Document segment
---*---
Relief was also the emotion with Suncorp’s update yesterday, judging by the investor reaction yesterday to new losses.
Investors pushed up the shares by more than 4% by the close – a reaction similar to those seen with Pendal and Cochlear where what would be regarded as bad news, was seen as prudence, with share price rises as a result.
Suncorp shares ended at $9.28, up 4.1% after the company told the ASX its insurance division took a $205 million hit from market volatility in the March quarter. Those losses were trimmed in April’s rally.
It also warned of higher provisions for bad loans and the underpayment of some of its employees. If the losses from market volatility don’t change by June 30, with the bad debt provision and the maximum amount involved in short paying staff of $70 million, Suncorp is facing a $400 million hit to profit for the full year.
That will be on top of other charges from natural disasters such as bushfires and higher reinsurance costs which cut the company’s interim profit (before one-off items) to $396 million from $422 million.
In a wide-ranging market update on Monday, Suncorp revealed the impact of COVID-related volatility and said its banking division would take a $133 million hit from provisions for the potential economic damage caused by the pandemic.
Suncorp also said it is also expecting an increase in claims across its landlord policies for loss of rental income but has seen a decline in claim lodgements in the consumer motor insurance business since the introduction of mobility restrictions in March.
Suncorp banking chief Lee Hatton is departing after only three months in the job after she took a job with Afterpay.
Suncorp became the latest major Australia company to reveal historical underpayments of staff, saying early analysis pointed to errors in its payment of overtime, shift penalties, and public holiday loadings.
It estimated the combined costs of reimbursing staff and correcting errors in its systems would be between $40 million and $70 million.
Suncorp joins the likes of Coles, Woolworths, and Super Retail Group in admitting to short=changing managers and employees.
---*---
Data to examine
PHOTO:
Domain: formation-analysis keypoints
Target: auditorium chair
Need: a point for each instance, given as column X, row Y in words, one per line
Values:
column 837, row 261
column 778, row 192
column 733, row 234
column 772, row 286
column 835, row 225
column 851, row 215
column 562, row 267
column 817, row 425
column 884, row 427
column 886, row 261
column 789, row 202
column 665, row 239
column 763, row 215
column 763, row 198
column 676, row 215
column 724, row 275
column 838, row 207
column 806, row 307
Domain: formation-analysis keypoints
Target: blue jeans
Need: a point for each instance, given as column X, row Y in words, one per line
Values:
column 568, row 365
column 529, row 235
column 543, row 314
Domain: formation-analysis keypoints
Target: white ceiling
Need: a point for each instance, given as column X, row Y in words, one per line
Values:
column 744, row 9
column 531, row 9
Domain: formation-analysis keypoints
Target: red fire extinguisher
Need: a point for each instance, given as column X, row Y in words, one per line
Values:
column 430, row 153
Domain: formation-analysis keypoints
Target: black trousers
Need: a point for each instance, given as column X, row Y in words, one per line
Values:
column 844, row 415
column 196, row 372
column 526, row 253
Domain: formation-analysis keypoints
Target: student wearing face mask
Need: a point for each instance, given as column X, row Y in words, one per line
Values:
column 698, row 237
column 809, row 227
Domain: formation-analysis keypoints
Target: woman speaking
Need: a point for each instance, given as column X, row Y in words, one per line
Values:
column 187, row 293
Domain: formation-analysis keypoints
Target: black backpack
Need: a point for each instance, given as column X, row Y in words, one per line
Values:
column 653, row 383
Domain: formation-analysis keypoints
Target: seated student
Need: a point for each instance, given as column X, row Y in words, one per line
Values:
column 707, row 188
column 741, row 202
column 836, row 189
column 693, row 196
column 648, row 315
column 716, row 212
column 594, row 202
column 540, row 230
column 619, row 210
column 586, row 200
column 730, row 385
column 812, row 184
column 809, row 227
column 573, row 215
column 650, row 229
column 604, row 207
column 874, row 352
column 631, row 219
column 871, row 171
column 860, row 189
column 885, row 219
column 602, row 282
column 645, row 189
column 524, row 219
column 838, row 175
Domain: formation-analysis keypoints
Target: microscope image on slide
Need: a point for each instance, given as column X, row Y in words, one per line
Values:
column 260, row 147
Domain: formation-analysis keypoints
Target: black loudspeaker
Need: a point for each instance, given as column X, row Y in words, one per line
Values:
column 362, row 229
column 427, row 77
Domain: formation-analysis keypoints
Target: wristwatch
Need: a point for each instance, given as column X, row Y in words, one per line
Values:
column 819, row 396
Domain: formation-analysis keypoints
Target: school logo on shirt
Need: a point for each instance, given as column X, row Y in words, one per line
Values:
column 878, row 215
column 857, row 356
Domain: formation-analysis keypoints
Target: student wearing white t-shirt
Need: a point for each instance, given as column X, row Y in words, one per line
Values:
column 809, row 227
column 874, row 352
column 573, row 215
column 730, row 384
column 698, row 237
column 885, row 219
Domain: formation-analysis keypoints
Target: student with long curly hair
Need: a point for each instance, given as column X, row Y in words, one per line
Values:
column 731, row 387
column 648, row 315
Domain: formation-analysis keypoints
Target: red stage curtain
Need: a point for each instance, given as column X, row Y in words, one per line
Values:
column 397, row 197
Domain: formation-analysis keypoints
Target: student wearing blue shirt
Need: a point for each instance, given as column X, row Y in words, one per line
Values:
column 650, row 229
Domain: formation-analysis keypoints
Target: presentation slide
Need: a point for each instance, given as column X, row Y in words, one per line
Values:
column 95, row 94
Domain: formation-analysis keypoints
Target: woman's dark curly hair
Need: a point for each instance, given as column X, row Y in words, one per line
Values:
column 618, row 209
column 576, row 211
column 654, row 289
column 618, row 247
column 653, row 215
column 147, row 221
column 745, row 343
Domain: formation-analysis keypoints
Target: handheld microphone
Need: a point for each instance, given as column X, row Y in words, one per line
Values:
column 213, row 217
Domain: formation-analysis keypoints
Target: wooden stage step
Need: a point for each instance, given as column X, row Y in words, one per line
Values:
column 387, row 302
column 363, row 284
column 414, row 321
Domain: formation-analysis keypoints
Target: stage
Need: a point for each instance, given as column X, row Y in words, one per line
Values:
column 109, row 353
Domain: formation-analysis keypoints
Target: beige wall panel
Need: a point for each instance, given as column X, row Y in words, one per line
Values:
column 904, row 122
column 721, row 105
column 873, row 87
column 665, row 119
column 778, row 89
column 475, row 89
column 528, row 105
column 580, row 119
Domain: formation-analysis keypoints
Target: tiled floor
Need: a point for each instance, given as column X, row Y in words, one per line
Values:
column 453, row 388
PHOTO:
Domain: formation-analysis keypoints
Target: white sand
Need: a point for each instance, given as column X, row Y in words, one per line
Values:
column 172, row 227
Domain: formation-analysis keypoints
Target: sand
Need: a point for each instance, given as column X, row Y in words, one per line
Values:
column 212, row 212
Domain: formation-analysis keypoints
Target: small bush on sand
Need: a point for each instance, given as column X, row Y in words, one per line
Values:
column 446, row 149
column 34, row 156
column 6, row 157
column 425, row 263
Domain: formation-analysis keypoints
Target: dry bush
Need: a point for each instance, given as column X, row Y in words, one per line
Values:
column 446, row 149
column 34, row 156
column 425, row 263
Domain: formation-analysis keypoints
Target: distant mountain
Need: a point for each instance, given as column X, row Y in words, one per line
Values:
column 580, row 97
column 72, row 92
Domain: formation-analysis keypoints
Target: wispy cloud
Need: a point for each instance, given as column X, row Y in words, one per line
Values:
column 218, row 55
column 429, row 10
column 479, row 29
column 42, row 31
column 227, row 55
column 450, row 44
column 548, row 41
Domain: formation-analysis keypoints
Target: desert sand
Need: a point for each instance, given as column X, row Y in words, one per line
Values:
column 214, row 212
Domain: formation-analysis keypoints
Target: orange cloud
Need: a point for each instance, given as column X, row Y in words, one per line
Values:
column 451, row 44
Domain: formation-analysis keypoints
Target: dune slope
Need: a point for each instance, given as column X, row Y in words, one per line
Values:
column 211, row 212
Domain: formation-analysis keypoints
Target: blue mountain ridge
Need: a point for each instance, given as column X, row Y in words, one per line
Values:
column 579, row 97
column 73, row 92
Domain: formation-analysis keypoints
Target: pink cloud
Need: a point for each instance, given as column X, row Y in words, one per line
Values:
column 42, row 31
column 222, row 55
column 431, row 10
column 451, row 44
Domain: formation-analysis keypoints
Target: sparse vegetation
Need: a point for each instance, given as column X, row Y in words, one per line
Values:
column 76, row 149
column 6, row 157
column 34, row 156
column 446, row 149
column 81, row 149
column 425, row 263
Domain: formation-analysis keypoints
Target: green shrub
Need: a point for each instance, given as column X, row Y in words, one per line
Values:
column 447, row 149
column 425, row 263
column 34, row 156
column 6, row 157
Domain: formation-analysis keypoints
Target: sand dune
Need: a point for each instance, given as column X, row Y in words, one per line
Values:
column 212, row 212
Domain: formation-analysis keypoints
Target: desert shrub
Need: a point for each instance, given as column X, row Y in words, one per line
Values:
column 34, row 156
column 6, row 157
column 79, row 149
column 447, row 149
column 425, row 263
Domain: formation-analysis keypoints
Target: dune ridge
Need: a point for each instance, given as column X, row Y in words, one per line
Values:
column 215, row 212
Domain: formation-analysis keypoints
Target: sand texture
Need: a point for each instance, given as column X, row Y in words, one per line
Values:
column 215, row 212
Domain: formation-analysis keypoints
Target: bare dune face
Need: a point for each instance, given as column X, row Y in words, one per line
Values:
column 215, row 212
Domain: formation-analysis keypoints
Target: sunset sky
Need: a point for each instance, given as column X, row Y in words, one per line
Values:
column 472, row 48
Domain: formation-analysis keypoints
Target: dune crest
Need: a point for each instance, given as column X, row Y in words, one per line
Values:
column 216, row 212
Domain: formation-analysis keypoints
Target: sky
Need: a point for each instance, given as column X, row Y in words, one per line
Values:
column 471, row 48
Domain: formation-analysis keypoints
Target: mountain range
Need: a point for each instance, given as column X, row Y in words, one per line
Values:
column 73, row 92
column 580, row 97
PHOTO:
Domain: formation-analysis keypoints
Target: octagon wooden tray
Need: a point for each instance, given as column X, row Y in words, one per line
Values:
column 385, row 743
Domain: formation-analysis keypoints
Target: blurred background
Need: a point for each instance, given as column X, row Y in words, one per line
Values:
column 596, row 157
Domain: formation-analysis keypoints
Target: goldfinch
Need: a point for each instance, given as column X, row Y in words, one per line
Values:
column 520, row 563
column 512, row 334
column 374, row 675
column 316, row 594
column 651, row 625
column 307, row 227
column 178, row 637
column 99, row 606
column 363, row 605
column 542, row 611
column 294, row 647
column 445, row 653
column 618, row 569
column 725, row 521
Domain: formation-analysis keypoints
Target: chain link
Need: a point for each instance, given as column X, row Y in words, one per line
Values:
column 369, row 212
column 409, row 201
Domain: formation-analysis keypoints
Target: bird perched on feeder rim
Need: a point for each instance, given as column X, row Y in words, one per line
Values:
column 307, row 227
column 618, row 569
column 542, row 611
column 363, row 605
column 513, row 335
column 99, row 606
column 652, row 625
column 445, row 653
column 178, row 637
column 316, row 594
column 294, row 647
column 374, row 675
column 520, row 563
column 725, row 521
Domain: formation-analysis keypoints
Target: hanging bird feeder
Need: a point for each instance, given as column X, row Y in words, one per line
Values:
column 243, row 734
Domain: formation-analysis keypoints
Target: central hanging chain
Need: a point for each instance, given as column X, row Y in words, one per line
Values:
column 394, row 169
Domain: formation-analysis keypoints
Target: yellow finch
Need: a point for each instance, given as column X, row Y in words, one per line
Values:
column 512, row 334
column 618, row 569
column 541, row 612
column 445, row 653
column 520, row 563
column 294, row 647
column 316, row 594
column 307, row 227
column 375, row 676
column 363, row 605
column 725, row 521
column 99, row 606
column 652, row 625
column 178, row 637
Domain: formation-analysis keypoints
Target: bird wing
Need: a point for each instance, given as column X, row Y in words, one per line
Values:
---*---
Problem A
In the article on Suncorp's market update, what price did Suncorp shares close at?
Problem B
Continue the article on Suncorp's market update past its final sentence.

Reply A
$9.28, up 4.1%.

Reply B
Suncorp said it had initiated an internal review of pay and leave practices in November 2019, as referenced in the accounts for December 2019 half-year accounts.
“Preliminary analysis of historical data identified inconsistencies in relation to the Group’s rostering and pay systems, which may have led to errors in payments of overtime, shift penalties, and public holiday loadings.
“While it is too early to determine individual impacts, the analysis to date has identified potential instances of underpayments and overpayments. The Group’s remediation efforts will focus on individuals who are eligible for additional payments.
“Based on preliminary analysis and assumptions, Suncorp estimates that the costs to remediate those eligible for additional payments, as well as the cost of implementing new processes to prevent this happening again, are expected to be between $40 – $70 million which will be recognised in FY20,” the company said in Monday’s update.
Suncorp said it has self-reported to the Fair Work Ombudsman and has engaged Deloitte to assist with this matter.
“The Board Risk Committee will convene out-of-cycle regular meetings specifically to monitor progress of the review; ensure remediation processes are timely and accurate and are regularly communicated to employees and shareholders; and test that new processes are sufficiently robust so that this does not reoccur.”